● EXERCISE AIM: Select and reproduce each line of the listing below that bears the string "window".

(Beginning of SUPPLIED MATERIAL)

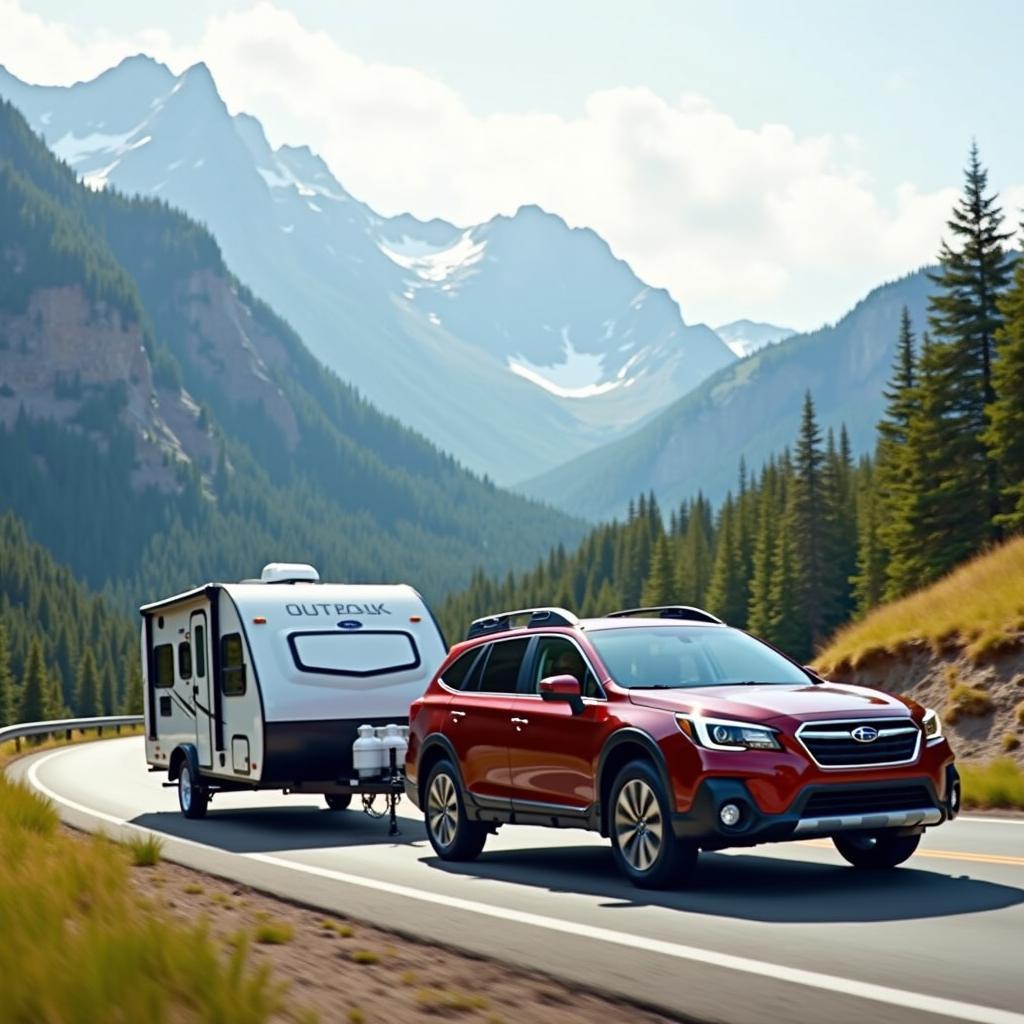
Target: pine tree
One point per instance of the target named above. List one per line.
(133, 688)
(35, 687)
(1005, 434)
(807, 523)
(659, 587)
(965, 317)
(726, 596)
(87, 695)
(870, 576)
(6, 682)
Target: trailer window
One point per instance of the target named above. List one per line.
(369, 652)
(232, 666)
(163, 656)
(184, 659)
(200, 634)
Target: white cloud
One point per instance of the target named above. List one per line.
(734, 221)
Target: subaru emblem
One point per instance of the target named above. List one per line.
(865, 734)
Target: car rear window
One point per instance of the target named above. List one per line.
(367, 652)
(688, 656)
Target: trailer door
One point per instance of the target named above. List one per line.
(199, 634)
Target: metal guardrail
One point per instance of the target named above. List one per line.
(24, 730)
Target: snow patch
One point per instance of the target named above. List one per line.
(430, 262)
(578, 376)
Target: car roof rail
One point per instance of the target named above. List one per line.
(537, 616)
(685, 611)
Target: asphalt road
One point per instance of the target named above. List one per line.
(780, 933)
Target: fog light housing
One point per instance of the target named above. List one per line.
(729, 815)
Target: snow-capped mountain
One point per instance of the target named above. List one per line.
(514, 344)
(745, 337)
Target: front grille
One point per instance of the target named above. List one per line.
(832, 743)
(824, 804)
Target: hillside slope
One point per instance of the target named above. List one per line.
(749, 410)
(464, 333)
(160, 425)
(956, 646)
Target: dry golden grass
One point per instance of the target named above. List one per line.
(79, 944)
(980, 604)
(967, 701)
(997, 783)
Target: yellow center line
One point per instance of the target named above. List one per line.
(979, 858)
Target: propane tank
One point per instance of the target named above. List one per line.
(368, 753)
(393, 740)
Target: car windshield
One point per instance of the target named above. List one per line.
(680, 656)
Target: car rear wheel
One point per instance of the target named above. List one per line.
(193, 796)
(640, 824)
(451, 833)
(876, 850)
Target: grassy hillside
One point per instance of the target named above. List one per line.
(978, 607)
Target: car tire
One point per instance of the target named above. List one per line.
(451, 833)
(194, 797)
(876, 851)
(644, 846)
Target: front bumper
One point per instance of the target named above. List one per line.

(End of SUPPLIED MATERIAL)

● PROBLEM SOLUTION:
Target: trailer window
Target: car rear window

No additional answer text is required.